** Document **
········

In the spring of 1796, we find Captain Halsted in the Phoenix, a 36-gun frigate on the same station, under the orders of Admiral Duncan, who, having received intelligence that a small Dutch squadron had sailed from a port in Norway bound to the Texel, despatched him, with the Leopard, Pegasus, and Sylph sloop, in quest of them. Early in the morning on the 12th May, the enemy were seen to leeward, consisting of a frigate, three brigs, and a cutter. Captain Halsted immediately gave chace, upon which the brigs bore up, and were followed by the Pegasus and Sylph. The frigate was closely pursued by the Phoenix. At a quarter past eight A. M., the British frigate being close up on her weather quarter, she hoisted Dutch colours, upon which Captain Halsted ordered a shot to be fired across her; and ranging up to windward, commenced a close and brisk action, which continued about twenty minutes, when she struck; and proved to be the Argo of 36 guns and 236 men; 6 of whom were killed, and 28 wounded. The Phoenix had 1 man slain and 3 wounded.

········

** Material provided **
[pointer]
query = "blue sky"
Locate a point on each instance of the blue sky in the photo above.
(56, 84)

········

** Description of the task **
Print the whole passage about the Phoenix and the Argo exactly, word for word.

** Correct answer **
In the spring of 1796, we find Captain Halsted in the Phoenix, a 36-gun frigate on the same station, under the orders of Admiral Duncan, who, having received intelligence that a small Dutch squadron had sailed from a port in Norway bound to the Texel, despatched him, with the Leopard, Pegasus, and Sylph sloop, in quest of them. Early in the morning on the 12th May, the enemy were seen to leeward, consisting of a frigate, three brigs, and a cutter. Captain Halsted immediately gave chace, upon which the brigs bore up, and were followed by the Pegasus and Sylph. The frigate was closely pursued by the Phoenix. At a quarter past eight A. M., the British frigate being close up on her weather quarter, she hoisted Dutch colours, upon which Captain Halsted ordered a shot to be fired across her; and ranging up to windward, commenced a close and brisk action, which continued about twenty minutes, when she struck; and proved to be the Argo of 36 guns and 236 men; 6 of whom were killed, and 28 wounded. The Phoenix had 1 man slain and 3 wounded.